SET OF TASKS –
1. In the legal passage on police seizures, what did the officers ask appellant about?
2. Output the part of the legal passage on police seizures that opens with the words containing "Cripps, 533 N.W.2d at 391 (citing" and closes with "might be compelled.".

TEXT BLOCK –
========================

Cripps, 533 N.W.2d at 391 (citing Florida v. Royer, 460 U.S. 491, 497-98, 103 S. Ct. 1319, 1324 (1983); United States v. Mendenhall, 446 U.S. 544, 554, 100 S. Ct. 1870 (1980)).  Some of the circumstances that might indicate a seizure has taken place include,

the threatening presence of several officers, the display of a weapon by an officer, some physical touching of the person of the citizen, or the use of language or tone of voice indicating that compliance with the officer’s request might be compelled.


E.D.J., 502 N.W.2d at 781 (quoting Mendenhall, 446 U.S. at 554-55, 100 S. Ct. 1870); see also Cripps, 533 N.W.2d at 391 (identifying similar circumstances). 

In the absence of some such evidence, otherwise inoffensive contact between a member of the public and the police cannot, as a matter of law, amount to a seizure of that person.


E.D.J., 502 N.W.2d at 781 (quoting Mendenhall, 446 U.S. at 554-55, 100 S. Ct. at 1870).

            Here, the encounter took place in the middle of the afternoon on a public street and the adjacent sidewalk.  Although the officers remained in their squad car when they approached appellant, they nonetheless summoned him to their car and began questioning him.  In State v. Day, we concluded that the summoning of an individual by a uniformed police officer, requiring that individual to approach the officer’s squad car to provide identification and to respond to questioning, constituted a restraint and seizure under the Fourth Amendment.  461 N.W.2d 404, 407 (Minn. App. 1990), review denied (Minn. Dec. 20, 1990).  Here, although the record does not reveal whether the officers asked appellant who he was, they did question him as to where he was going, what he was doing, and whether he had any guns or drugs on his person.  See State v. Pfannenstein, 525 N.W.2d 587, 589 (Minn. App. 1994) (finding the act of summoning an individual to a squad car and questioning him to be more intrusive than a mere request for identification), review denied (Minn. Mar. 14, 1995).  And these were not circumstances where the officers displayed an aim to assist appellant or otherwise to serve some purpose other than the investigation of possible criminal conduct.  See State v. Hanson, 504 N.W.2d 219, 220 (Minn. 1993) (finding no seizure by officer checking to determine if help is needed).  Under the circumstances, a reasonable person would not believe he was free to leave or end the encounter.

========================

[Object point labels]

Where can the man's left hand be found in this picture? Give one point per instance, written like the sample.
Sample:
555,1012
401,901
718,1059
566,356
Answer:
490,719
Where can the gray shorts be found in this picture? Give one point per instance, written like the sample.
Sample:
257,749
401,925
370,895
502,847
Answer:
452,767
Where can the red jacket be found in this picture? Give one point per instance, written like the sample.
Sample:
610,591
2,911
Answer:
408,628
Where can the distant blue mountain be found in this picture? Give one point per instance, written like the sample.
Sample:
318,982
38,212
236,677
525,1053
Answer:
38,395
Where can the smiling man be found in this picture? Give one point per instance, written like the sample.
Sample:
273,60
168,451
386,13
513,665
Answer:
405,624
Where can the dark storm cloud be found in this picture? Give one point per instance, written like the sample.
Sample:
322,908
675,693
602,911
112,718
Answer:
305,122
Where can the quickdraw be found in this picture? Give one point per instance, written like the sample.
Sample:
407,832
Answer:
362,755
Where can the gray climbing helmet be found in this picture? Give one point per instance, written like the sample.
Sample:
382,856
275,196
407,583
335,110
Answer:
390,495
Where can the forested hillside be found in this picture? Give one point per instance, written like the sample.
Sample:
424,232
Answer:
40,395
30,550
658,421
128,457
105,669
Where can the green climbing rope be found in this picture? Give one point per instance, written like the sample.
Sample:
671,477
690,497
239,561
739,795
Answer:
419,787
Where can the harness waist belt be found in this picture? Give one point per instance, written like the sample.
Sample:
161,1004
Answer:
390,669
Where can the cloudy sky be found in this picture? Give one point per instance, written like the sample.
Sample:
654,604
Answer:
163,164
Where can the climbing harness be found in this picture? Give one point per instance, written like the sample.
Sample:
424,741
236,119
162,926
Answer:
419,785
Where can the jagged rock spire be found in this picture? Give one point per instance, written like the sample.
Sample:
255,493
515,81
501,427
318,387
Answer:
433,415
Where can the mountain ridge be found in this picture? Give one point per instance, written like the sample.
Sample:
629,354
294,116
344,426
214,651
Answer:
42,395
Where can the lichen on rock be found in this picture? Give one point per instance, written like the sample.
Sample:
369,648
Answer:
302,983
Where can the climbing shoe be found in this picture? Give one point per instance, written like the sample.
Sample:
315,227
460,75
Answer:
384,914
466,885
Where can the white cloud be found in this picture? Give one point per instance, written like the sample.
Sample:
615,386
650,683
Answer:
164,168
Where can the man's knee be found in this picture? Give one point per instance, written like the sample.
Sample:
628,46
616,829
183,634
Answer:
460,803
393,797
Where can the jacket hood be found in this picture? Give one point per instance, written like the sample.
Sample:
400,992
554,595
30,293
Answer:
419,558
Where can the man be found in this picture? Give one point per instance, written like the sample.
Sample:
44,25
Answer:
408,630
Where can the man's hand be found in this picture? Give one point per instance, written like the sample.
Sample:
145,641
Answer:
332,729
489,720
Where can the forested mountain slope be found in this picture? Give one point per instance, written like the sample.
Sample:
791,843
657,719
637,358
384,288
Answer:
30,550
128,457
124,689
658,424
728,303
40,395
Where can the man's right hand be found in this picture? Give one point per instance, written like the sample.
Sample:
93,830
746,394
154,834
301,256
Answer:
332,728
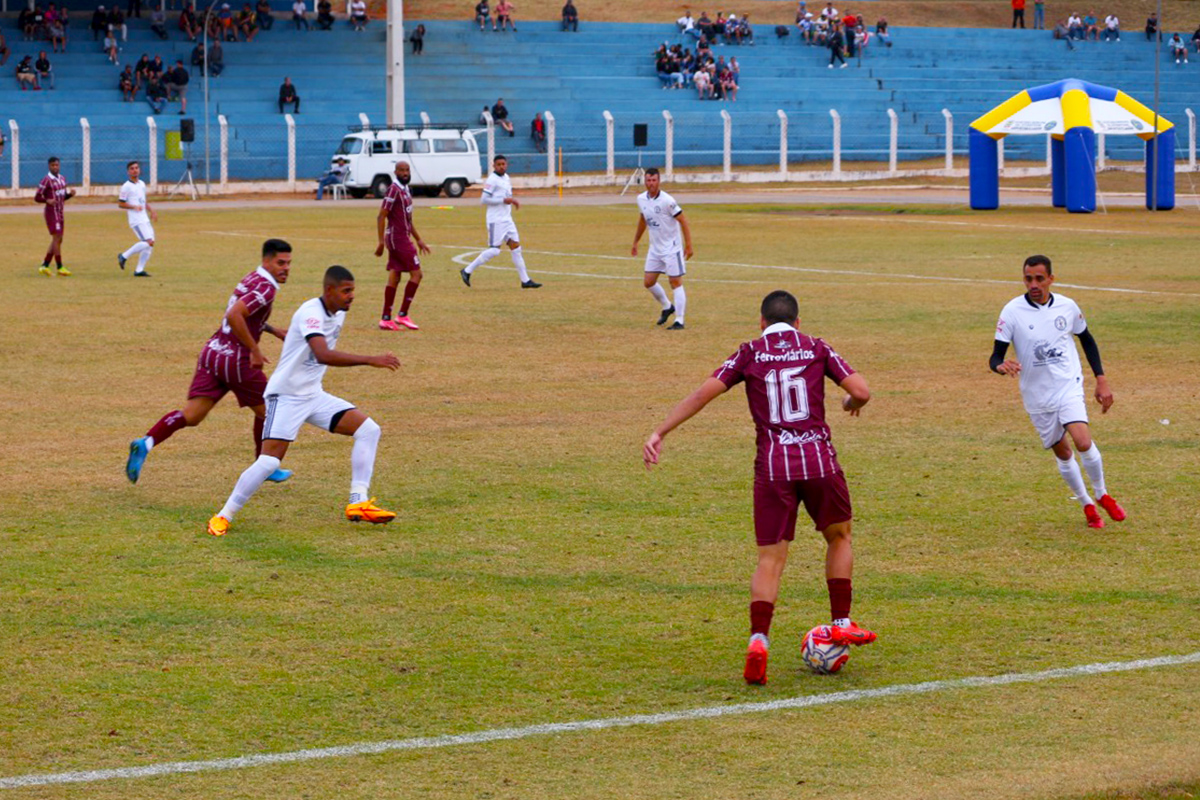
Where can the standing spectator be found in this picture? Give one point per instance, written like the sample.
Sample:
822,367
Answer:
501,116
177,83
288,95
359,14
300,14
504,16
1019,13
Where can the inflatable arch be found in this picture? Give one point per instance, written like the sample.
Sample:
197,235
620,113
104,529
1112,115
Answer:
1072,112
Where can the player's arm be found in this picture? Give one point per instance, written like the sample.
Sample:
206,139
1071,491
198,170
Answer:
329,358
688,408
1092,352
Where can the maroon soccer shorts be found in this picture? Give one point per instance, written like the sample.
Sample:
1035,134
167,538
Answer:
400,260
777,503
246,383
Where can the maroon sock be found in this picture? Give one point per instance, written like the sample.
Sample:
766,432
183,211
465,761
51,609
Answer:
840,594
167,426
409,290
760,617
389,298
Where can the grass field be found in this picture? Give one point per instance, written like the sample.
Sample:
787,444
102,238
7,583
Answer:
538,573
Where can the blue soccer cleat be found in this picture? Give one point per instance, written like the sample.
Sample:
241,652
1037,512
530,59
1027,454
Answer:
138,452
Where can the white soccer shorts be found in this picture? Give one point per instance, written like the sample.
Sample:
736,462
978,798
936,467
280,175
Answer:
1051,425
502,232
287,413
671,263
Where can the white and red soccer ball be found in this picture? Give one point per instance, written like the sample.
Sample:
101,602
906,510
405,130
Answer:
820,653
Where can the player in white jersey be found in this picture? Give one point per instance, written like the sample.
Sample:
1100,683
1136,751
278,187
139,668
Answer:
1039,325
133,199
294,396
669,252
501,229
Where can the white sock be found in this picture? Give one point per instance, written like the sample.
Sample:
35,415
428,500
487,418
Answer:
681,304
249,483
1095,467
133,251
1074,479
483,258
519,259
660,295
366,441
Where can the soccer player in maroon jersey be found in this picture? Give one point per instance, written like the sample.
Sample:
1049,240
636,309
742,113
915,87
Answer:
396,233
785,373
231,360
54,193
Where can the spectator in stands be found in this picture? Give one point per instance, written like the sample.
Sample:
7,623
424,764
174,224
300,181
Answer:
46,72
177,84
1111,28
324,14
359,14
300,14
288,95
263,14
156,95
504,10
538,132
501,116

========================

RESULTS –
1. They asked where he was going, what he was doing, and whether he had any guns or drugs on his person.

2.
Cripps, 533 N.W.2d at 391 (citing Florida v. Royer, 460 U.S. 491, 497-98, 103 S. Ct. 1319, 1324 (1983); United States v. Mendenhall, 446 U.S. 544, 554, 100 S. Ct. 1870 (1980)).  Some of the circumstances that might indicate a seizure has taken place include,

the threatening presence of several officers, the display of a weapon by an officer, some physical touching of the person of the citizen, or the use of language or tone of voice indicating that compliance with the officer’s request might be compelled.